◆ **TASK REQUIREMENTS**: Please count the lines in the material below that contain the string "would", treating uppercase and lowercase as different, and reply with only the number.
[Start INFORMATION PROVIDED]
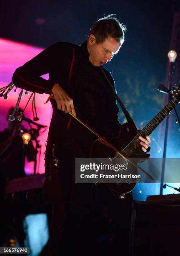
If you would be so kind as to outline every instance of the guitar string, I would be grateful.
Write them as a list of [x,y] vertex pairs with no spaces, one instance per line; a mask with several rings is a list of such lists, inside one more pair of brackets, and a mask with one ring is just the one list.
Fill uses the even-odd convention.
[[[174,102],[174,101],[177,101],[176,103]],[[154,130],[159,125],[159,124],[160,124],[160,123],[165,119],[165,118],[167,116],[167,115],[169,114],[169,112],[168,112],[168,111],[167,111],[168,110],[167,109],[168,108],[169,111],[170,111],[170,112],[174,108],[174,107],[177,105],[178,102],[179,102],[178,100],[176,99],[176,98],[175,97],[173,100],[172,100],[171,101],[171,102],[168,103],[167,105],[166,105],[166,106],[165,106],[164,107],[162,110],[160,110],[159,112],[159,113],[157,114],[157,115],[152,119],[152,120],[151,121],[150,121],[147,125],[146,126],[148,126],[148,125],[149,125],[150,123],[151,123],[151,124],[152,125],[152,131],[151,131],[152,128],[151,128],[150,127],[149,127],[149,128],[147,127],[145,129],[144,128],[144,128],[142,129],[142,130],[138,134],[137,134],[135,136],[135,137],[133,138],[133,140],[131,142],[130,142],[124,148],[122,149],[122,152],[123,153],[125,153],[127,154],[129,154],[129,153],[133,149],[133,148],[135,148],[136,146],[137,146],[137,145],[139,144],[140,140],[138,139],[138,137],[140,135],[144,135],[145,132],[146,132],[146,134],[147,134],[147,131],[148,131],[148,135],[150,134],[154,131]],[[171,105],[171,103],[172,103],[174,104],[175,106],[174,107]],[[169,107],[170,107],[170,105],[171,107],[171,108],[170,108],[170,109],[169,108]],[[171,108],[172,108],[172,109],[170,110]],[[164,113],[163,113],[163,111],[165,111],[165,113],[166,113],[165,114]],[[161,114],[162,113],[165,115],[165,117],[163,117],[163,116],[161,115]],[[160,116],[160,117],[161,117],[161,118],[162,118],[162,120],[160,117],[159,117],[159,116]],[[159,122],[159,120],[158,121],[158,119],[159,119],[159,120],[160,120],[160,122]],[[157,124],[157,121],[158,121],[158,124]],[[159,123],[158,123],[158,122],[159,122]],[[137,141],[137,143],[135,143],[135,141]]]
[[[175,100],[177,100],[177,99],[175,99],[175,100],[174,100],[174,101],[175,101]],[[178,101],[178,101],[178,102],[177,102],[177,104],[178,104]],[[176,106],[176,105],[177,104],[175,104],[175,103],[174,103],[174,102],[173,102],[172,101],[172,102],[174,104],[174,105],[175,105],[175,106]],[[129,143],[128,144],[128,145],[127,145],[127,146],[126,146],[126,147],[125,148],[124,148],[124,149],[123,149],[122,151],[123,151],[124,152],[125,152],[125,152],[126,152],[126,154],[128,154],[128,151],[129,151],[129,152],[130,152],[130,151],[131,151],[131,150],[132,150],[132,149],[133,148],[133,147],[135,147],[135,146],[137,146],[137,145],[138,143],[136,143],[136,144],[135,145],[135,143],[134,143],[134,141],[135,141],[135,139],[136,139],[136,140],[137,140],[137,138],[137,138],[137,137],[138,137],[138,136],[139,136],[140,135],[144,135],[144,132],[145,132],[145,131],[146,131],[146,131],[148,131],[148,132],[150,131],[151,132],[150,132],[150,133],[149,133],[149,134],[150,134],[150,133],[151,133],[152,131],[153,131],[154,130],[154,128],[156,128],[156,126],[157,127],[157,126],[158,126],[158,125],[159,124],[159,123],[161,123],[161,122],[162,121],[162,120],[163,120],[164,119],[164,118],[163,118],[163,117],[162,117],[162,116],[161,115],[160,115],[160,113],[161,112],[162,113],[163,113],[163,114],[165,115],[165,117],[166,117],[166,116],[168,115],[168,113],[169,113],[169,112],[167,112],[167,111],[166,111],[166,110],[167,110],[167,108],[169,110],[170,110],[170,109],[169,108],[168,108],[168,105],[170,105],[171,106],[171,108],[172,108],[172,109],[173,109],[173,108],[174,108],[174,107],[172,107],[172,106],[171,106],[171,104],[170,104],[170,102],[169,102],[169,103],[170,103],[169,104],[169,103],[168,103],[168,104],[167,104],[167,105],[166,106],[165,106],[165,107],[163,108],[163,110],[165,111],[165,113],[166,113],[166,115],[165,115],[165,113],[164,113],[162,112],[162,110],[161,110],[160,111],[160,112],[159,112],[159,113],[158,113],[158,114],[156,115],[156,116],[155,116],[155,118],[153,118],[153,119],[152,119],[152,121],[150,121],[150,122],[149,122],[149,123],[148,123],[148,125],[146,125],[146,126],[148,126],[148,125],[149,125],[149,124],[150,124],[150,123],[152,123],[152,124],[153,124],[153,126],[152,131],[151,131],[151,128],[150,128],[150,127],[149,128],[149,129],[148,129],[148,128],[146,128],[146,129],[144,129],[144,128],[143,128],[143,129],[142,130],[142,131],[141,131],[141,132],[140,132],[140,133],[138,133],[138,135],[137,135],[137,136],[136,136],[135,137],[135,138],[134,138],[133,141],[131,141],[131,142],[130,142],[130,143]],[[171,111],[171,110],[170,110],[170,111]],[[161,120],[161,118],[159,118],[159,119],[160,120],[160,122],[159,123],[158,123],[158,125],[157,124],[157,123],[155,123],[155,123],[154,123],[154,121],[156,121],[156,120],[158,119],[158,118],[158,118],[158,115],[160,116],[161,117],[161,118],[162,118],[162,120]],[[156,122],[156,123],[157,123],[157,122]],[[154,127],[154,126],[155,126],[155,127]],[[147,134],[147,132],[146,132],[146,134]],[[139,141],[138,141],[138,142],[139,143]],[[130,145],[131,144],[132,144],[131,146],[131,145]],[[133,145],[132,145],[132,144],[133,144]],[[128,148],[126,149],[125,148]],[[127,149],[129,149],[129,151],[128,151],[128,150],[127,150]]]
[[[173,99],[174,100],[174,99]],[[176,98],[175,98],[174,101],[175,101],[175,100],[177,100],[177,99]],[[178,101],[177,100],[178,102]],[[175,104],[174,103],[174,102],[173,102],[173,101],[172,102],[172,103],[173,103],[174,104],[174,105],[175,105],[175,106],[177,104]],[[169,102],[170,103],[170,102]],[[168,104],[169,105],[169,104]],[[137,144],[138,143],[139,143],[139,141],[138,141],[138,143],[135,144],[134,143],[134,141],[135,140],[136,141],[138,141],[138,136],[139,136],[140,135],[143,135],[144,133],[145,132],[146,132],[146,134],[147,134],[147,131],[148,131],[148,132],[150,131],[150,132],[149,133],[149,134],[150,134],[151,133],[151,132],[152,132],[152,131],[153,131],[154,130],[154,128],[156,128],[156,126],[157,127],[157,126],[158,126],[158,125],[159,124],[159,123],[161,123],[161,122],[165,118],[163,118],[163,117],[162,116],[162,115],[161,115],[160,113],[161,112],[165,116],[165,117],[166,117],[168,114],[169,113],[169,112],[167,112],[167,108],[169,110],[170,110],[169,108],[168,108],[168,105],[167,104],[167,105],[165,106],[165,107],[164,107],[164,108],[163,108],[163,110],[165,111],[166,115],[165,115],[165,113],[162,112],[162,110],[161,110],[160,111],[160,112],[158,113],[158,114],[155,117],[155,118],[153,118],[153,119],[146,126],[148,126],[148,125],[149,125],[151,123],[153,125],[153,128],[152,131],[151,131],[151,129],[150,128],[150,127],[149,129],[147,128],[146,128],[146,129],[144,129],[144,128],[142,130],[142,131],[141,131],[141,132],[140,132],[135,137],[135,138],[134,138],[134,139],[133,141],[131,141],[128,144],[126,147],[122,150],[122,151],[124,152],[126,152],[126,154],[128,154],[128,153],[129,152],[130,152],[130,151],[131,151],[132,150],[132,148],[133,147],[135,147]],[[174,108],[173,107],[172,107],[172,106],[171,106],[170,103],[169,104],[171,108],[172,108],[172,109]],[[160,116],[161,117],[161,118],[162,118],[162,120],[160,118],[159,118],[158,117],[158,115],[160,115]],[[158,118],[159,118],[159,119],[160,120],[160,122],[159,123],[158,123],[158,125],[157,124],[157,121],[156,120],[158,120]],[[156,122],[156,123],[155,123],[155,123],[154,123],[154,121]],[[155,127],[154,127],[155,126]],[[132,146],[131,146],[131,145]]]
[End INFORMATION PROVIDED]
[Start INFORMATION PROVIDED]
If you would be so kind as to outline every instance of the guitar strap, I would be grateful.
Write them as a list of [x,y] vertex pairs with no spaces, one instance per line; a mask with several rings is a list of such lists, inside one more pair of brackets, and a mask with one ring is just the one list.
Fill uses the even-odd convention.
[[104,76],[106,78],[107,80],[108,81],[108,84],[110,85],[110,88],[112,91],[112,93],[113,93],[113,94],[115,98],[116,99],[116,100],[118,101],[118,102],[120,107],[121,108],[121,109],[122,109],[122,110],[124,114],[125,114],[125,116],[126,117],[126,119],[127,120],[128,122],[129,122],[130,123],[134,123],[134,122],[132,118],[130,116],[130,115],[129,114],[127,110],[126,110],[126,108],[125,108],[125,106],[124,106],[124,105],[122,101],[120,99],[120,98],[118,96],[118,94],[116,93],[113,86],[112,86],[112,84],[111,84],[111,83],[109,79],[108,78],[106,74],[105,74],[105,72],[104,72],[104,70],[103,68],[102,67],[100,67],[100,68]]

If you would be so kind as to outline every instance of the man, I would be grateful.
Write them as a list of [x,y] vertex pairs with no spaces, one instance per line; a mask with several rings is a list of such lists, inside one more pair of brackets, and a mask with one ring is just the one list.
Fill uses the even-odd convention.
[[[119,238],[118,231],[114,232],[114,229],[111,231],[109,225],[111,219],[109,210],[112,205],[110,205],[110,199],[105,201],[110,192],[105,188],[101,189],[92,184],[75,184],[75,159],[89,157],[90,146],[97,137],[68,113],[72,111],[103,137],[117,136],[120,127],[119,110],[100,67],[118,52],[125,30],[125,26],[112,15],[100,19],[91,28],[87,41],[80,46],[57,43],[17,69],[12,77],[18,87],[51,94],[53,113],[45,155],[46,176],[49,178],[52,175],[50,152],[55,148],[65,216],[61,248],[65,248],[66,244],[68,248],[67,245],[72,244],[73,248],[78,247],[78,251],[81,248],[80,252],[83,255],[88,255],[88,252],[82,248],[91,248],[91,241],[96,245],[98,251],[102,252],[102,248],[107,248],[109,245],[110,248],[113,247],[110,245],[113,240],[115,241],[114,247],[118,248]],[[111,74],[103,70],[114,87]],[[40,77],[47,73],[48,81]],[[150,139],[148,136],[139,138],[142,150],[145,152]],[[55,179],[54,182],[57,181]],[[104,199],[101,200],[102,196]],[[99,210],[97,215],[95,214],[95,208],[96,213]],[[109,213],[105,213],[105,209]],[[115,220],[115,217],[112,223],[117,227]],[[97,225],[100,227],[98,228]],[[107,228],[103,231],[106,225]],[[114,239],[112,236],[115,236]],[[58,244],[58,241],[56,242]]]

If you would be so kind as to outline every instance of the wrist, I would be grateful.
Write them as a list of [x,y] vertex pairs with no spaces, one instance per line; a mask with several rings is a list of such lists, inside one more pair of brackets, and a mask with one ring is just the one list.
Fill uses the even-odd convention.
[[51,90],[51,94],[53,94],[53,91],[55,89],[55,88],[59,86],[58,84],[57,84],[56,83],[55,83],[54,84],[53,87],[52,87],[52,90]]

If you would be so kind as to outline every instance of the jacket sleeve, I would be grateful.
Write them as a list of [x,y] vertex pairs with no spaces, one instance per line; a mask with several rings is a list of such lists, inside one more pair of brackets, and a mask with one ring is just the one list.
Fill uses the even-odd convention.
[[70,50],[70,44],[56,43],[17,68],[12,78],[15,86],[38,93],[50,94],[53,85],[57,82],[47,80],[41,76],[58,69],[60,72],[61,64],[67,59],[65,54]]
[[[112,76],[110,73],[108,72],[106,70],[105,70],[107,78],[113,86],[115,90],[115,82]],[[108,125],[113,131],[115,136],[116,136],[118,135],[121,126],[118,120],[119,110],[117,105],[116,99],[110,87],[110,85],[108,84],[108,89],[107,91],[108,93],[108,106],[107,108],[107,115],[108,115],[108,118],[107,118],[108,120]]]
[End INFORMATION PROVIDED]
◆ **WRITTEN RESPONSE**: 5